Fragmento proporcionado.
╔══
Al fin, un piso. Yo vivo mirando por la ventana. Soy de los que ven hacia fuera cuando llego a un lugar. Y esta casa tenía vista 360 grados sobre Madrid. Al frente, en el salón y el dormitorio, el no tan lejano edificio de Telefónica en Gran Vía. Atrás, en la cocina y los otros dormitorios, el sur inmenso y llano. Girar la cabeza y dominar el este y el oeste. Lo enseña un corredor en cuyo Whatsapp se identifica con un montón de corazones y la foto de una niña. Muy tierno. Dice haber hecho dinero en el sector inmobiliario. Haber cerrado tratos en prostíbulos con algunos imputados. Le asquea la política. Se confiesa de Podemos. Me dice: acabo de vender un hotel completo del dueño de este piso. No necesita el dinero. Por fortuna, mi mujer mira hacia dentro. Le convence el piso, pero hay muebles y un falso techo bastante feo en el salón. Sacamos los muebles y tiramos el techo, dice el corredor. Apretón de manos. No lo enseñará más, promete. Mañana envía el contrato. En menos de un mes estará para entrar.
╚══
Preguntas de comprensión.
- 1) Indica si cada afirmación coincide con el fragmento sobre el piso en Madrid. Responde sí o no y cita las palabras del fragmento que lo deciden.
(a) Desde la cocina se ve el edificio de Telefónica.
(b) El corredor se declara de Podemos.
(c) El corredor enviará el contrato al día siguiente.
- 2) Contesta estas preguntas con datos del fragmento sobre el piso en Madrid:
(a) ¿Qué foto aparece en el WhatsApp del corredor?
(b) ¿Qué dice el corredor que acaba de vender?
(c) ¿Qué propone el corredor hacer con lo que hay en el salón?
- 3) Retoma el fragmento sobre el piso en Madrid y continúalo a partir de su última oración, con uno o dos párrafos.

Entradas de un conjunto de datos
╔══
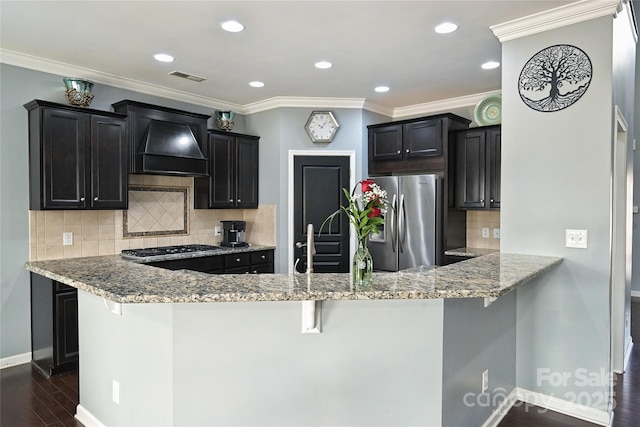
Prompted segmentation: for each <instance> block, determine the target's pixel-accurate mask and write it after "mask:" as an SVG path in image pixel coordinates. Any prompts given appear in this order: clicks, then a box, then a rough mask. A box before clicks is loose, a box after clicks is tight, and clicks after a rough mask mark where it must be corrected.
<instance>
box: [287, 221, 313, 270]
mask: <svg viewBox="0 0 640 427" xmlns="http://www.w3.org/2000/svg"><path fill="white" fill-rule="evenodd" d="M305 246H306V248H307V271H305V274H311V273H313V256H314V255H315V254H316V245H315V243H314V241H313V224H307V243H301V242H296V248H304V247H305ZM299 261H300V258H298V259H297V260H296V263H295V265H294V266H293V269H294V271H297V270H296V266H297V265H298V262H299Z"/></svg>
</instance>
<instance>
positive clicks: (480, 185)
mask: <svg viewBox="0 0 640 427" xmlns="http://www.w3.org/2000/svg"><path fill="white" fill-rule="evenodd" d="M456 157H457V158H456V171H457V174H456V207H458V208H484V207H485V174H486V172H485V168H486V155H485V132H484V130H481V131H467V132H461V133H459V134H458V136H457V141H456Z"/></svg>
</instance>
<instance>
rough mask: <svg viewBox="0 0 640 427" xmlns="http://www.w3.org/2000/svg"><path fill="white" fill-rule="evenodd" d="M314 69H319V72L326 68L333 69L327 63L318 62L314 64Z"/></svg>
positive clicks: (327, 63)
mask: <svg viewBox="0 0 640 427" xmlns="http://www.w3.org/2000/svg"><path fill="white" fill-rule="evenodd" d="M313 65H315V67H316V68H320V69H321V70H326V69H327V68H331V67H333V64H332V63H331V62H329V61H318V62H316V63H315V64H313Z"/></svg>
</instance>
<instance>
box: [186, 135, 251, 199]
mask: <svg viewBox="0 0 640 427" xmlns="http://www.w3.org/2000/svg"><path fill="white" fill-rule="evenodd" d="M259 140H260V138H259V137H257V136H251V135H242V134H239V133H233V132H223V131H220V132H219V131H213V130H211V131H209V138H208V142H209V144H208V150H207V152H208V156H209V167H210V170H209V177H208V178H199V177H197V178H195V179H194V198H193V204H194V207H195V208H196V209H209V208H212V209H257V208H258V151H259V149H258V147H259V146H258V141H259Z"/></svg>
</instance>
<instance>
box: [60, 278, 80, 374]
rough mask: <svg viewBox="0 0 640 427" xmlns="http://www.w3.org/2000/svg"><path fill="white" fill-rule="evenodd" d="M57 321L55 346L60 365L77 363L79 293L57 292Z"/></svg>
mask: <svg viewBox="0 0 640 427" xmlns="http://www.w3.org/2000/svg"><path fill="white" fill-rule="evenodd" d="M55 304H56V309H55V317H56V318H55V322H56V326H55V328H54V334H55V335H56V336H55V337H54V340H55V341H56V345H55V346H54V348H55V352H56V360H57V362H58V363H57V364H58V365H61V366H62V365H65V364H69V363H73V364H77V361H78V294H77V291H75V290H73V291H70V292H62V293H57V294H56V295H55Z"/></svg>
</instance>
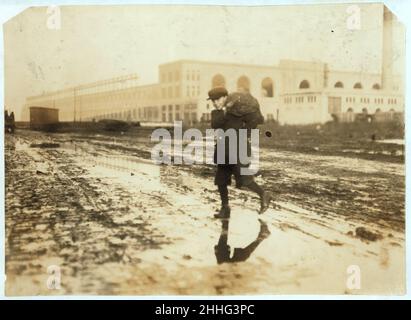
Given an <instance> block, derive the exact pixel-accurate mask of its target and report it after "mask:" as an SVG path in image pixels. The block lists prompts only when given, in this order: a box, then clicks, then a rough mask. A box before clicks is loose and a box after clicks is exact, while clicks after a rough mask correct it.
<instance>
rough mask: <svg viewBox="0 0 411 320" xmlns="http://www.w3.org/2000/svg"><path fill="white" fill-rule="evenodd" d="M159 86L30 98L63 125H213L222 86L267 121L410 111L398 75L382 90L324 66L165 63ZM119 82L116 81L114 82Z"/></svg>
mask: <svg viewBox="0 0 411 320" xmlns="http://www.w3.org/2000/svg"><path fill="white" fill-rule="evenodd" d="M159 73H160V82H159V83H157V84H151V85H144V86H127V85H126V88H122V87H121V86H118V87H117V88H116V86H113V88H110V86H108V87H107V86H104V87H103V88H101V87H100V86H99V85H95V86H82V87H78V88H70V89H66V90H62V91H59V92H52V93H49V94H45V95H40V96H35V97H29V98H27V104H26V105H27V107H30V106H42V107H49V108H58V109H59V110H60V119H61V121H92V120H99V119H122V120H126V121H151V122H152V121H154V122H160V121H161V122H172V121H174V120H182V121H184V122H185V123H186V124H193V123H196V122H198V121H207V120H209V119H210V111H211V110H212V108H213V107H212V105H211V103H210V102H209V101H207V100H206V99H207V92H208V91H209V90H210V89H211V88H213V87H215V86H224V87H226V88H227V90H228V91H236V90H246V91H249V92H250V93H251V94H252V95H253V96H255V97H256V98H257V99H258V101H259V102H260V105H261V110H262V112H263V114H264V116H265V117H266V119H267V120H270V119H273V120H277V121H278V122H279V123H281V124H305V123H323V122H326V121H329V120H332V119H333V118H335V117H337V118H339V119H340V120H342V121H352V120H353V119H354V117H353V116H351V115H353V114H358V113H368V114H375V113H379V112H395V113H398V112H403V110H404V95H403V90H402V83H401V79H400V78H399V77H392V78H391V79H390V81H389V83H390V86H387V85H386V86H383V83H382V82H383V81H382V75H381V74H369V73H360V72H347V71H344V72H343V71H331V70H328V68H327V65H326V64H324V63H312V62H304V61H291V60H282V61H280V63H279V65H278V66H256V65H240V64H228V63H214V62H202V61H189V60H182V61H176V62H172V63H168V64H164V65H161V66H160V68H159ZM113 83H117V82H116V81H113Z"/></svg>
╚══
Respuestas.
- 1)
(a) No: "Atrás, en la cocina y los otros dormitorios, el sur inmenso y llano."
(b) Sí: "Se confiesa de Podemos."
(c) Sí: "Mañana envía el contrato."

- 2)
(a) La foto de una niña.
(b) Un hotel completo del dueño del piso.
(c) Sacar los muebles y tirar el falso techo.

- 3)
El contrato llega, y leemos las siete páginas. Tiene más cláusulas abusivas que el piso actual con nuestro modestísimo casero. En pocas palabras, unida la letra pequeña, dice que si al día siguiente de alquilar revienta la fontanería, por ejemplo, lo tiene que pagar el inquilino. Que si se deja el piso antes del año, hay que pagar esos meses completos. Además no quiere sacar sus electrodomésticos mohosos. Pero ya aprendimos la lección. Le decimos al corredor de corazones que tales cláusulas tiene que quitarlas. Él jura que sí, que el dueño tiene demasiada pasta, que no es problema, que son cosas de la hija. Que él lo soluciona. Pasan dos días, tres. El mes va a terminar y con él, el contrato de la casa que dejamos. Ya hemos avisado que nos vamos. Cuando lo hicimos, el modestísimo casero reaccionó como las compañías telefónicas y el síndrome del teleoperador: rebajas, mejoras, cambio de móvil.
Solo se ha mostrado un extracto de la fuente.